STATED EXERCISE: Rescale the entries from the line containing "Question: can you spot any wooden magazine" through the line containing "[346, 336, 534, 518]", both ends included, and reproduce every line, requests too. Multiply each bounding-box coordinate in the answers by 0.7 and round to a whole number with halves going up, but leave the numbers in the requests and their format sample unchanged.

** start of DATA SUPPLIED **

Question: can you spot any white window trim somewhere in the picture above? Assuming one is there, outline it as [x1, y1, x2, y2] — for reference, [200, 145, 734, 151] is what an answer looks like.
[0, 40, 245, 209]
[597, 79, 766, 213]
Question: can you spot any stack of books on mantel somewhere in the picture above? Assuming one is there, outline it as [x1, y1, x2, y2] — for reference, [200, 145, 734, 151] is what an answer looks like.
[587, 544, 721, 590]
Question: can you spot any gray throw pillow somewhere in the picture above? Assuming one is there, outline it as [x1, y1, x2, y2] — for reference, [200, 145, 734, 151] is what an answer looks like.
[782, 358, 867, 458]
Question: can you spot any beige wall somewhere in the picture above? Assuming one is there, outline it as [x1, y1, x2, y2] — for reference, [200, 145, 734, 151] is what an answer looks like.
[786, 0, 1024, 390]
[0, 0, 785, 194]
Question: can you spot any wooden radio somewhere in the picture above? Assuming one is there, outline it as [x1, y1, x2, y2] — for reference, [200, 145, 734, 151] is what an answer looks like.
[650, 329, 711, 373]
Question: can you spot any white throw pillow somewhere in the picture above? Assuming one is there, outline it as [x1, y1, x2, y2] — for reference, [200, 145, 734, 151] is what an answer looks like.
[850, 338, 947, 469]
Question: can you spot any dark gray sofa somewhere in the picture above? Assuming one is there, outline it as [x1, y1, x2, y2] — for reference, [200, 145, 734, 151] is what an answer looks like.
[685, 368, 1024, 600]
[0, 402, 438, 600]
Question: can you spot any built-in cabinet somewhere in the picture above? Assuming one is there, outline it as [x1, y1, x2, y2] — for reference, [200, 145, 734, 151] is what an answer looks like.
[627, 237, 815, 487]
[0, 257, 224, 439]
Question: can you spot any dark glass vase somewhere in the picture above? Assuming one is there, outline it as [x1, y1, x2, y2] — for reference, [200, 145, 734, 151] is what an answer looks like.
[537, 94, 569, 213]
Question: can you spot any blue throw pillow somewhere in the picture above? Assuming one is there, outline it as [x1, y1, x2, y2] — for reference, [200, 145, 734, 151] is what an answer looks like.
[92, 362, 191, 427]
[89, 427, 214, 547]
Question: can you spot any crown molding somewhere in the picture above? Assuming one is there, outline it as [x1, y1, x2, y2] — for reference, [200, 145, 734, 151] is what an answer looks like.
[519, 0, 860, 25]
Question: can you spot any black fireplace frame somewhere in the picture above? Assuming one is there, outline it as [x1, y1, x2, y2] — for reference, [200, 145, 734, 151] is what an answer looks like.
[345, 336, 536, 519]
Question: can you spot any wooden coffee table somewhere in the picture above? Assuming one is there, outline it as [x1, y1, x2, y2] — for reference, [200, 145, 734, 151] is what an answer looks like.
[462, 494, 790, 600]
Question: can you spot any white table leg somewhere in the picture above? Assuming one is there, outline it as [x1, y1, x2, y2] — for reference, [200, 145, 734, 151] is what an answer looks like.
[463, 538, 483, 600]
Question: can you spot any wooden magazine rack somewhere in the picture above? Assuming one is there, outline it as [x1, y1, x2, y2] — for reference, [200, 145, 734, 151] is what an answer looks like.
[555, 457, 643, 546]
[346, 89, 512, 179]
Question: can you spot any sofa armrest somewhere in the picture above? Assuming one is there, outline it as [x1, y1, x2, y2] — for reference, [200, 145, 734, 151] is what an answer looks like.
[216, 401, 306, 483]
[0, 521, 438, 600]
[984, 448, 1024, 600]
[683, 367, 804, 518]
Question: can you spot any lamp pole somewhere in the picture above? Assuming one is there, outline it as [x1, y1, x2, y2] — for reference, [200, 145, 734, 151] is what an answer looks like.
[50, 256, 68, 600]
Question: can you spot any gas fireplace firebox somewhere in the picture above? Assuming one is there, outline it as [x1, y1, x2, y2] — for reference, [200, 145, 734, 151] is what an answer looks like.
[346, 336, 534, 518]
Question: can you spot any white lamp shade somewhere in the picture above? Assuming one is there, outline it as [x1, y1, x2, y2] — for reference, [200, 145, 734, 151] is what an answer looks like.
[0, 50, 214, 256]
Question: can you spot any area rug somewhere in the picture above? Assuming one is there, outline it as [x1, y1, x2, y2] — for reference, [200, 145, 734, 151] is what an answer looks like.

** end of DATA SUPPLIED **

WRITTEN RESPONSE:
Question: can you spot any wooden magazine rack somewhere in the picture above? Assuming one is there, outline it as [x1, y1, x2, y2] — for reference, [200, 145, 734, 151] is what an answer looks like.
[389, 320, 450, 382]
[242, 62, 358, 125]
Question: can you spot any sofa armrest somewhere in the picture above? Assuming one is there, outline it as [x1, y1, x2, y2] — for reference, [200, 145, 734, 151] is what an answer looks like.
[151, 281, 214, 338]
[0, 365, 307, 420]
[689, 314, 717, 420]
[478, 257, 563, 363]
Question: can you spot any lamp pole somewhere in the picture above? Assuming one is there, outline it as [x1, y1, x2, y2] — for reference, [200, 145, 734, 151] is what an answer looks like.
[35, 179, 48, 420]
Question: can you spot any gas fireplace firebox somewhere in the picture above? Assuming one is there, outline it as [x1, y1, x2, y2] — for reference, [200, 145, 734, 151] is what an answer looks like.
[242, 235, 374, 363]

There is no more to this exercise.